- **TASK BRIEF**: Look over the lines below. Report each one that includes the string "plaid".

(Source data)
============

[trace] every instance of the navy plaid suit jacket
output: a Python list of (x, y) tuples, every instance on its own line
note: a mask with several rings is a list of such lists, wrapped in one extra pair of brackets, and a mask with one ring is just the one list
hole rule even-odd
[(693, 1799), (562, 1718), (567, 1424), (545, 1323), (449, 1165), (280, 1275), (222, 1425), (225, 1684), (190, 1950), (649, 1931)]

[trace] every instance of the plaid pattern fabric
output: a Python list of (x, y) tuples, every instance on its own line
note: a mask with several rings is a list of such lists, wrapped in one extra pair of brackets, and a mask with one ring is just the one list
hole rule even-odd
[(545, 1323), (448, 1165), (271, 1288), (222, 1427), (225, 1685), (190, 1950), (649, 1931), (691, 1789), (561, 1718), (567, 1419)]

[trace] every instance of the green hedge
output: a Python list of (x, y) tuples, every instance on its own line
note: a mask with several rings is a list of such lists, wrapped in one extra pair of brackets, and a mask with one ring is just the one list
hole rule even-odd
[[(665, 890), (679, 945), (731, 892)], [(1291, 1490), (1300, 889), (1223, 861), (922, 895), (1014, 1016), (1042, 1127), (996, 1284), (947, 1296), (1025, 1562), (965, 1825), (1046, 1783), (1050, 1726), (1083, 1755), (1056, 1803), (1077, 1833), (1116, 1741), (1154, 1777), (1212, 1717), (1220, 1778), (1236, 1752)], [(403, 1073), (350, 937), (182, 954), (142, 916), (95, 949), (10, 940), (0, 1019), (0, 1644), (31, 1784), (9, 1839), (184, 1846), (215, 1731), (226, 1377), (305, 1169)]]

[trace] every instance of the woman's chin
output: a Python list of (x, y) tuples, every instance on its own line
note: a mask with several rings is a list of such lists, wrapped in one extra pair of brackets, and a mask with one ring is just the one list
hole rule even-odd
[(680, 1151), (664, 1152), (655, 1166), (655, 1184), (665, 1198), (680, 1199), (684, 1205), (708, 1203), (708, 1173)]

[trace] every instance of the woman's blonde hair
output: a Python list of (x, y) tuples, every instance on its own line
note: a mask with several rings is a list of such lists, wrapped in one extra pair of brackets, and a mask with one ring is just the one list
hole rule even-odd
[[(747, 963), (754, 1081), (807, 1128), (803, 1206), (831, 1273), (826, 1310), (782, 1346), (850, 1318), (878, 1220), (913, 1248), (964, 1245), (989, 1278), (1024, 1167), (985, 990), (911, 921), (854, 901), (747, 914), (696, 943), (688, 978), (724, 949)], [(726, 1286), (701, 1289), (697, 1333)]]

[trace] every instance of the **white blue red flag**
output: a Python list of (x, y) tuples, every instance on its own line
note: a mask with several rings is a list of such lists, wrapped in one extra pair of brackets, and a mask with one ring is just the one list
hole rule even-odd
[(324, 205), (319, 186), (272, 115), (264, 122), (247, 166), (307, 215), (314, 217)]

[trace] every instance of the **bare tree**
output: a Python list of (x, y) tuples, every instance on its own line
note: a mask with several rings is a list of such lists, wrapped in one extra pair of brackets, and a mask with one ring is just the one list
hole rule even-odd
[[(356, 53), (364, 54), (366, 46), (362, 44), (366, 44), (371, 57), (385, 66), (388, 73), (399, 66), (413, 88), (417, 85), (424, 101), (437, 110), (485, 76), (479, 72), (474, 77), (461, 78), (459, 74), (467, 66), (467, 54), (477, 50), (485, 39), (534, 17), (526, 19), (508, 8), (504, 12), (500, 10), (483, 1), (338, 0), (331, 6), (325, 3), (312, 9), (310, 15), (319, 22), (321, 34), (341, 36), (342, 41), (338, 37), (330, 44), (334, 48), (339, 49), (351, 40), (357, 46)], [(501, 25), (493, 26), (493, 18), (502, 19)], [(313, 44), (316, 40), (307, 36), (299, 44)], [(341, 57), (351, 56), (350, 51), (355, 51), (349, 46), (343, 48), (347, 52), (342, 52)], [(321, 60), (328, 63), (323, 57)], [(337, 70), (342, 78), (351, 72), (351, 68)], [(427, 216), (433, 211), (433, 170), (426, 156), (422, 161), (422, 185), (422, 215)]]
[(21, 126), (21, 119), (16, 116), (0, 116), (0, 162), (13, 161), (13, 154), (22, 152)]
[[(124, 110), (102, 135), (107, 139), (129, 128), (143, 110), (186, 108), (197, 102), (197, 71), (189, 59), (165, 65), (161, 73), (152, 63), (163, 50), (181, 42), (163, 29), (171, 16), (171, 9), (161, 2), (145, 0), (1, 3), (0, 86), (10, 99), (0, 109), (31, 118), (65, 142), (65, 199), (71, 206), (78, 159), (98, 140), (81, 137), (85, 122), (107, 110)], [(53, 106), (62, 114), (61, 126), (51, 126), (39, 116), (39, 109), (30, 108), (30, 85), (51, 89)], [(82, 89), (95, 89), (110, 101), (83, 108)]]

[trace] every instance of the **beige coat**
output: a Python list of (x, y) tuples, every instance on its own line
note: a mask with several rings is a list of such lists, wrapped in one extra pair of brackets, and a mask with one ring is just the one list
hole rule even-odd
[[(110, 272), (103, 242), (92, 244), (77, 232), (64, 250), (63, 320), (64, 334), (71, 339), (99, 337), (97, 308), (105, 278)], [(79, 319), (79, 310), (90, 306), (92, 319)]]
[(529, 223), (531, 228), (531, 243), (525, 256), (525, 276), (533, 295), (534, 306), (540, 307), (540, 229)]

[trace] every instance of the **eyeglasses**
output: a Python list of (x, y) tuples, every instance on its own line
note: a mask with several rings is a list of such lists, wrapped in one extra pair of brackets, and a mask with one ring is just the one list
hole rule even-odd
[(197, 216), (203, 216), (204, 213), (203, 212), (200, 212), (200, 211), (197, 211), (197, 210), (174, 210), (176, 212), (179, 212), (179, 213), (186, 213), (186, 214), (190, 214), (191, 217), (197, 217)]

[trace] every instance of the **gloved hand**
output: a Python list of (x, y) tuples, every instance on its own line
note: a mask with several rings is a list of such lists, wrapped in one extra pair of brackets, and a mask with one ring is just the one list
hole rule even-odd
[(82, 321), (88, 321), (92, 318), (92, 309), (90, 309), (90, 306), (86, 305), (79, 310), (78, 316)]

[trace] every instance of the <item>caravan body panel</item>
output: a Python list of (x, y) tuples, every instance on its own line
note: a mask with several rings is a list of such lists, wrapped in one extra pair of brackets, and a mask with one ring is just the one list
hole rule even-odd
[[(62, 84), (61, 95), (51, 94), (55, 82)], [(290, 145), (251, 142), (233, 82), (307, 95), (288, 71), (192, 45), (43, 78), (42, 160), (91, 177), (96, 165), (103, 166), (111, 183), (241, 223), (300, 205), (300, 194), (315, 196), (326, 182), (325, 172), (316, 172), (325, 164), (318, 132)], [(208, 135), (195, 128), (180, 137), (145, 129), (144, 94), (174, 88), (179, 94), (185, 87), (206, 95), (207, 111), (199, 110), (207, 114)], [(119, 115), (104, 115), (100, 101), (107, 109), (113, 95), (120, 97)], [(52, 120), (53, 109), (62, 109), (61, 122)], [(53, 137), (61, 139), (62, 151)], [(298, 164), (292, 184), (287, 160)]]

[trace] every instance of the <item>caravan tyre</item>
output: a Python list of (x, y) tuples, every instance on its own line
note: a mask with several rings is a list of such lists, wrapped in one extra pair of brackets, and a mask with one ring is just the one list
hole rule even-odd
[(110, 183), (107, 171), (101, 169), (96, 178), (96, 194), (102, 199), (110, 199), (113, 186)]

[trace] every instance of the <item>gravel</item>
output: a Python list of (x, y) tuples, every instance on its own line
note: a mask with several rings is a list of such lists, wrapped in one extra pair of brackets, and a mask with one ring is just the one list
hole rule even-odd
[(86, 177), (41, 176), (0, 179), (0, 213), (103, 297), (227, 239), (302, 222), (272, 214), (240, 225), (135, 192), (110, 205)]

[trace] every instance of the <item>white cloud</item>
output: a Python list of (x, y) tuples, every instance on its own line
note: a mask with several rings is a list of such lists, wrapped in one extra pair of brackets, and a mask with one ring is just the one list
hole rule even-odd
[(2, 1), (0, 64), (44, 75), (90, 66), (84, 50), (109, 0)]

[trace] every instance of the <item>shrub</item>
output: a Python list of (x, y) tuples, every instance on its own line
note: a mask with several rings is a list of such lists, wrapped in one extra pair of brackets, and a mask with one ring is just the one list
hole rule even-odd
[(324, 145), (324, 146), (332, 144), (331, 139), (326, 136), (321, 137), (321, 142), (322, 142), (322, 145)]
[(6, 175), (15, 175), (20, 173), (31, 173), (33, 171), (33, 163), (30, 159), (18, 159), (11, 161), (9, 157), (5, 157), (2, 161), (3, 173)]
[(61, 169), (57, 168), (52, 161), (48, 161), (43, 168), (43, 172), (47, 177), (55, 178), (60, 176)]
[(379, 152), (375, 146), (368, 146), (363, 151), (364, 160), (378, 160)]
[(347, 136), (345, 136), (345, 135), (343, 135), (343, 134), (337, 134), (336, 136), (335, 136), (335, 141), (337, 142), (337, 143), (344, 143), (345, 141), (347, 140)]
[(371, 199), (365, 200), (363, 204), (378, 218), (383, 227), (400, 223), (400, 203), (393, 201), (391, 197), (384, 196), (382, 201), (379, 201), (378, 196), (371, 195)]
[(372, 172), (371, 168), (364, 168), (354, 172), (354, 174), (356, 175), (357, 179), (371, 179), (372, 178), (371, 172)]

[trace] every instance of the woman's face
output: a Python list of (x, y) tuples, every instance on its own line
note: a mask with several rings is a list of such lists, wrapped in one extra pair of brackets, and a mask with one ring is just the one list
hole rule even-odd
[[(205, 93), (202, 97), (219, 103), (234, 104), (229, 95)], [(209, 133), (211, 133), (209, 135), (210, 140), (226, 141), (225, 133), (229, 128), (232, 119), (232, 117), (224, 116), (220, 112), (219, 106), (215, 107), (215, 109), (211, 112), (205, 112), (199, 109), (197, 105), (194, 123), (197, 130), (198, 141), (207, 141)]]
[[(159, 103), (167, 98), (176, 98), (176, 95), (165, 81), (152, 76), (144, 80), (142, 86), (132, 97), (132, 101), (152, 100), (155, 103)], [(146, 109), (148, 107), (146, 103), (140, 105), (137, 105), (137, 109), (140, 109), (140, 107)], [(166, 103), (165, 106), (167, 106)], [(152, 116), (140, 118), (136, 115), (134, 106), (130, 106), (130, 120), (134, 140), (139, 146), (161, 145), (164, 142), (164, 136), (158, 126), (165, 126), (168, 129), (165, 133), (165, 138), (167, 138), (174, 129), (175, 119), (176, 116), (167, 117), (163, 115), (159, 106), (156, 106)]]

============

- **TASK OUTPUT**:
[trace] every instance of the navy plaid suit jacket
[trace] every instance of the plaid pattern fabric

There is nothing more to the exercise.